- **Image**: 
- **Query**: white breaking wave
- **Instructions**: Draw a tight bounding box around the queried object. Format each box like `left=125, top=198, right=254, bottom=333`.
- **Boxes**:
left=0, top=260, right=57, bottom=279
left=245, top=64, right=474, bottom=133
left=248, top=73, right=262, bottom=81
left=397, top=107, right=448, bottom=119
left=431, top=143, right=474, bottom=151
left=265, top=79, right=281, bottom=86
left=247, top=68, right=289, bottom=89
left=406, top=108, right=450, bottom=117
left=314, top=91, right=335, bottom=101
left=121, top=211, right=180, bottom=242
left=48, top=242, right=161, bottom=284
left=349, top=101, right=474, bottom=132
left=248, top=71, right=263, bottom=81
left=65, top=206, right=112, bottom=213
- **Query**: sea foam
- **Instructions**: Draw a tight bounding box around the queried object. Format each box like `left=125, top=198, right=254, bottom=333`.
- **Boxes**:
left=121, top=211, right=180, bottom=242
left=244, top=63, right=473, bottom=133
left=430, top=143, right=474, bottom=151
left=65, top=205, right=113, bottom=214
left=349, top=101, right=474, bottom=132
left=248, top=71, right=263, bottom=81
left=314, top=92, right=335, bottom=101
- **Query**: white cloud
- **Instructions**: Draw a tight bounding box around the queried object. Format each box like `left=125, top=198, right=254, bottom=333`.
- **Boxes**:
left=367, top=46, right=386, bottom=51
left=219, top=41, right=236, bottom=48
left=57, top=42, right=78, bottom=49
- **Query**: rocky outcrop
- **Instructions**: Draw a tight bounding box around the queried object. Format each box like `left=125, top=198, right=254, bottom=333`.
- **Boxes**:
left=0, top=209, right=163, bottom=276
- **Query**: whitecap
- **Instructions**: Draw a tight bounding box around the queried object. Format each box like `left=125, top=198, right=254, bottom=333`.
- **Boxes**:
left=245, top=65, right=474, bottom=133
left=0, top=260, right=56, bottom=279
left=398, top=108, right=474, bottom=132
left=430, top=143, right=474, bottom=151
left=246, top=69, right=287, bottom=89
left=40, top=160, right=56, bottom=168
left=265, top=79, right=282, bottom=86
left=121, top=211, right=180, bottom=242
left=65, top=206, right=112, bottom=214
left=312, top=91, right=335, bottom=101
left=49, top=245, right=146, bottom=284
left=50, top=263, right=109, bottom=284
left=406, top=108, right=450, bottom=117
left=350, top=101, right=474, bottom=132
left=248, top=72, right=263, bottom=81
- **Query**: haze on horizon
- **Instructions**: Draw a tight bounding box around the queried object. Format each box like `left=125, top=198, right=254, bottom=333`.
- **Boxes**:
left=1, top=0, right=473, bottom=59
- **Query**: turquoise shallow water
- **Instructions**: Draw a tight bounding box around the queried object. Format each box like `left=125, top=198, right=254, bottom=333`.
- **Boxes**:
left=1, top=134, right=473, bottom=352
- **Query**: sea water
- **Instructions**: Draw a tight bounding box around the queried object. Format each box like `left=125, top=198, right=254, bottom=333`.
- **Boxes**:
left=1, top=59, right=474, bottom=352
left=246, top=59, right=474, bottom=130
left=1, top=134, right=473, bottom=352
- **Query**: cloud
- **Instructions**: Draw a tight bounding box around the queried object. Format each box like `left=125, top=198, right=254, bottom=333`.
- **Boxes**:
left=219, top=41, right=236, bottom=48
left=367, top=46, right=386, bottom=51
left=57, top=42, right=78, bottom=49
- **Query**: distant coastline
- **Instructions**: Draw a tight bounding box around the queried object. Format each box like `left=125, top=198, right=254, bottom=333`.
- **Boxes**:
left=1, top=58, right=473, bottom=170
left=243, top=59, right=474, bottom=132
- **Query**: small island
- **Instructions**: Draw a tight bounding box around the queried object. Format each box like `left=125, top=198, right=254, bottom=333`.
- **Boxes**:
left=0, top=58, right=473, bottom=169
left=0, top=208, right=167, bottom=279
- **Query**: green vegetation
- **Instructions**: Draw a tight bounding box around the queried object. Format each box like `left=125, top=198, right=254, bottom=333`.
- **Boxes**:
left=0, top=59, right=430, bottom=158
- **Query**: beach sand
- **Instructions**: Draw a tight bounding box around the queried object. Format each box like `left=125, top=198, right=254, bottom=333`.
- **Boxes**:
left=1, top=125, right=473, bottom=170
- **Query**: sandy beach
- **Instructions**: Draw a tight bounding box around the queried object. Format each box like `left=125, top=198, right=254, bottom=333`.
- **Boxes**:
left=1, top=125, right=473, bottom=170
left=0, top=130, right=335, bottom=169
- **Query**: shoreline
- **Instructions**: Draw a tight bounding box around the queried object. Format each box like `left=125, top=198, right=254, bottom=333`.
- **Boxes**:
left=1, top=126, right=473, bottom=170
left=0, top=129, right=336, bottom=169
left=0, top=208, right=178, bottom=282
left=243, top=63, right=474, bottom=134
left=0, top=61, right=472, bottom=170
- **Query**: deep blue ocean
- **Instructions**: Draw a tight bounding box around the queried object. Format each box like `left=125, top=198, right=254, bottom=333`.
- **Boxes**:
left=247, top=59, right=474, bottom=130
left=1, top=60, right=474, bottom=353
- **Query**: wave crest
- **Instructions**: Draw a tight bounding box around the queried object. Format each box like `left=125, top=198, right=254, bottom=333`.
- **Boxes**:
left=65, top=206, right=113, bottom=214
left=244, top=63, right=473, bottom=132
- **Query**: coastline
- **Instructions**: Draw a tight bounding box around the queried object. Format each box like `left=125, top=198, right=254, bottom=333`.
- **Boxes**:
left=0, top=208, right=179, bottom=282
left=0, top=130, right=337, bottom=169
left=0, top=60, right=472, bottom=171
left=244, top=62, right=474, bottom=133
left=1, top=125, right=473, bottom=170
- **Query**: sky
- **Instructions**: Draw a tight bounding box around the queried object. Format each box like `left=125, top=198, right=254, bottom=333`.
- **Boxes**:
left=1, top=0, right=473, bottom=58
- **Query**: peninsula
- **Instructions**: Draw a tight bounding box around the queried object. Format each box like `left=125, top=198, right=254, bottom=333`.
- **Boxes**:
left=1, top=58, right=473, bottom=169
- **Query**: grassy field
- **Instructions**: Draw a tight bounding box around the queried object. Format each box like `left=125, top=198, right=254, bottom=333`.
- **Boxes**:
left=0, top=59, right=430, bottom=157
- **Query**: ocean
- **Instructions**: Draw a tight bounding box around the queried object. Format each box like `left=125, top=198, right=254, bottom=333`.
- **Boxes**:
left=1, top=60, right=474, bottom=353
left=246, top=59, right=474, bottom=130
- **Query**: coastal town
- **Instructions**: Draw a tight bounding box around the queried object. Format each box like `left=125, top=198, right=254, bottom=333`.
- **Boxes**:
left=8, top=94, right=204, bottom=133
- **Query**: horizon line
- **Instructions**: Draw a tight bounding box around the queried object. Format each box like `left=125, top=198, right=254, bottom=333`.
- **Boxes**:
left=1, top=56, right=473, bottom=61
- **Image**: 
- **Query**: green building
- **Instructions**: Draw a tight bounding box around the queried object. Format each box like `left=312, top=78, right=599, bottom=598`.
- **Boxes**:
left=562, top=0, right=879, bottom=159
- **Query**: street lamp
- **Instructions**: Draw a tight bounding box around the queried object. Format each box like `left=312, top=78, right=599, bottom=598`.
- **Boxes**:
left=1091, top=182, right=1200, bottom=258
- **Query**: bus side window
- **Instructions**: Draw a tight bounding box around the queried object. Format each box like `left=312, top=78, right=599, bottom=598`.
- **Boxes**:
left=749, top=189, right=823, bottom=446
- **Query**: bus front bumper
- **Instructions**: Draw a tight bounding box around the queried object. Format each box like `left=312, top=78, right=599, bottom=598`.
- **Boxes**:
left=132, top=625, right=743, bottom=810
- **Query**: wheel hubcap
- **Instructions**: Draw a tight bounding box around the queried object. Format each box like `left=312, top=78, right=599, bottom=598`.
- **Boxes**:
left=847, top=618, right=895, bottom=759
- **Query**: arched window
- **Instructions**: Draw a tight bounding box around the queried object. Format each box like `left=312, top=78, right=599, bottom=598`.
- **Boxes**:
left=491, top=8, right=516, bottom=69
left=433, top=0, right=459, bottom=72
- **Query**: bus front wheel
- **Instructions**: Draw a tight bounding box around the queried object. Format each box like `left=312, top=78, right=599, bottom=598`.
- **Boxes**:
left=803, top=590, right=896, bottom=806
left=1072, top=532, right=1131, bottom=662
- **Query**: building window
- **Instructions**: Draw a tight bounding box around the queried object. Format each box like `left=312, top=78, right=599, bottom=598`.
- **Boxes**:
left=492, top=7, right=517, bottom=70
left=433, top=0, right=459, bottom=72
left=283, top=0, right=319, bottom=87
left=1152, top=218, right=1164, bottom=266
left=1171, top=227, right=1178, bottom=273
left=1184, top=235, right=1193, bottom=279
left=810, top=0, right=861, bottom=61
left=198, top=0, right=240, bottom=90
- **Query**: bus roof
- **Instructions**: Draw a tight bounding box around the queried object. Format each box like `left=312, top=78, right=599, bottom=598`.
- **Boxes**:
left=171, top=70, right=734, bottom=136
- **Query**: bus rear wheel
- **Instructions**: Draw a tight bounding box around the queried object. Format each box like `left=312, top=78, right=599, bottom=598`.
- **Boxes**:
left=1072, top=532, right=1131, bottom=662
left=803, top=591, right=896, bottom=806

++++

= WHAT TO PRODUCE =
Wherever the string "front" occurs in the records above, copy that line.

= ANSWER TO THE PROBLEM =
- **Query**: bus front bumper
- **Query**: bus front wheel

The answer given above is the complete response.